● **What you will do**
Find every line in the material below that contains the word "window" and copy each of those lines.

● **Records for processing**

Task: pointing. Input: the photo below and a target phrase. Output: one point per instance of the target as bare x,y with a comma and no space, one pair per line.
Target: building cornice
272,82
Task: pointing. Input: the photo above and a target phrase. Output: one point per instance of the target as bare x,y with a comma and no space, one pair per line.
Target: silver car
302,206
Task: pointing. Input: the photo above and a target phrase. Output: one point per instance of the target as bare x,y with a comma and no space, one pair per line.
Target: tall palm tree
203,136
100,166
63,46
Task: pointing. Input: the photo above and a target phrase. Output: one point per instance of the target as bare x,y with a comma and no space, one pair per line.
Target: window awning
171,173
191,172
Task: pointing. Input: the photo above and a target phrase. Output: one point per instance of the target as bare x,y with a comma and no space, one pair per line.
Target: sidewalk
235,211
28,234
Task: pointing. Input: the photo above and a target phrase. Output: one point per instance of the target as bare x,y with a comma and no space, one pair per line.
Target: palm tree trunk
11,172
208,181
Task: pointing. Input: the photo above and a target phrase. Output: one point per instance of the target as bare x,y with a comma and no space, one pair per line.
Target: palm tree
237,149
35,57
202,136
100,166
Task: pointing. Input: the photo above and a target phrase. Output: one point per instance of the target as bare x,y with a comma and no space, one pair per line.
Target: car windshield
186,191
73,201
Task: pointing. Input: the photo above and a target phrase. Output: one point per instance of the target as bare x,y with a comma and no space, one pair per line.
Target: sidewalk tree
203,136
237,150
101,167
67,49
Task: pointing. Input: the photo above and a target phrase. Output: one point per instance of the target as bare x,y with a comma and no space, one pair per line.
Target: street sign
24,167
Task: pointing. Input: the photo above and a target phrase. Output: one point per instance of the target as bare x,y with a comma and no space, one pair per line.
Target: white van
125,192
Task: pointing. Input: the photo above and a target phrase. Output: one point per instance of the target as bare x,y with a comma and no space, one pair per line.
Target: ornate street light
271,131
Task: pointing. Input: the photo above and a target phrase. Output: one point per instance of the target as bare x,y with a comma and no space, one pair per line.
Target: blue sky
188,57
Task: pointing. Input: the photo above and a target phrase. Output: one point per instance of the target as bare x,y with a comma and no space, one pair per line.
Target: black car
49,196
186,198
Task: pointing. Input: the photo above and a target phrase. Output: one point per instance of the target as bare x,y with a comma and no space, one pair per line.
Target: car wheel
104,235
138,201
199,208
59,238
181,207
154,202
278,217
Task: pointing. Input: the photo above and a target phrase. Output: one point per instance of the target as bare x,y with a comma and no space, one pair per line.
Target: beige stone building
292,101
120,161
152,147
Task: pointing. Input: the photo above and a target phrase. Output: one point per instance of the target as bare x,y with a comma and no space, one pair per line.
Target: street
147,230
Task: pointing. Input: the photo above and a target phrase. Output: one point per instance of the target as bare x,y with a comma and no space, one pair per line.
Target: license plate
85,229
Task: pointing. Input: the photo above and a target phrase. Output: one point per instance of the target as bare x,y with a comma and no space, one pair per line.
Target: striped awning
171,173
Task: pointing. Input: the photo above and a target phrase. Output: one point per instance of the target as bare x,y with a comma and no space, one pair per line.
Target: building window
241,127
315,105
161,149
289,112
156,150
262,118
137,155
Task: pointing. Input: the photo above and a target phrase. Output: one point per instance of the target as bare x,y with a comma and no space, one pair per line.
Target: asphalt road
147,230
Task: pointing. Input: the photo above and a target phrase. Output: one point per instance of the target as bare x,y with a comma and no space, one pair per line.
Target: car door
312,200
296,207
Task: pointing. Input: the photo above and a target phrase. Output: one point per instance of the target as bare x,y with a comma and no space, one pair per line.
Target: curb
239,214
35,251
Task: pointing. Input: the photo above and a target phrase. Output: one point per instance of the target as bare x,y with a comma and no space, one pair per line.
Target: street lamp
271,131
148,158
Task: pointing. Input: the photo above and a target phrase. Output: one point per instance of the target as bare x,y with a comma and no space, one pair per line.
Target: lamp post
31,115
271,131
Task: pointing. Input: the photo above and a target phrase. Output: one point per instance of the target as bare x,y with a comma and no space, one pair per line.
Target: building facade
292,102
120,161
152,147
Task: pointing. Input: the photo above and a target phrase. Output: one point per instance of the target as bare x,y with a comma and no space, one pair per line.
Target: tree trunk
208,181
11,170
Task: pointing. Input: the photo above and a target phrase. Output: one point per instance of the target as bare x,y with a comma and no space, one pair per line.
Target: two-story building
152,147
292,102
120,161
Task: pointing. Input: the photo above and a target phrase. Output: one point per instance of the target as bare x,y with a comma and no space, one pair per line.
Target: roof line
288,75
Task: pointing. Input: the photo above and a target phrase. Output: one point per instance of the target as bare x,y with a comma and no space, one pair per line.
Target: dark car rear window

● **Task output**
Target: window awning
Target: building window
Target: dark car rear window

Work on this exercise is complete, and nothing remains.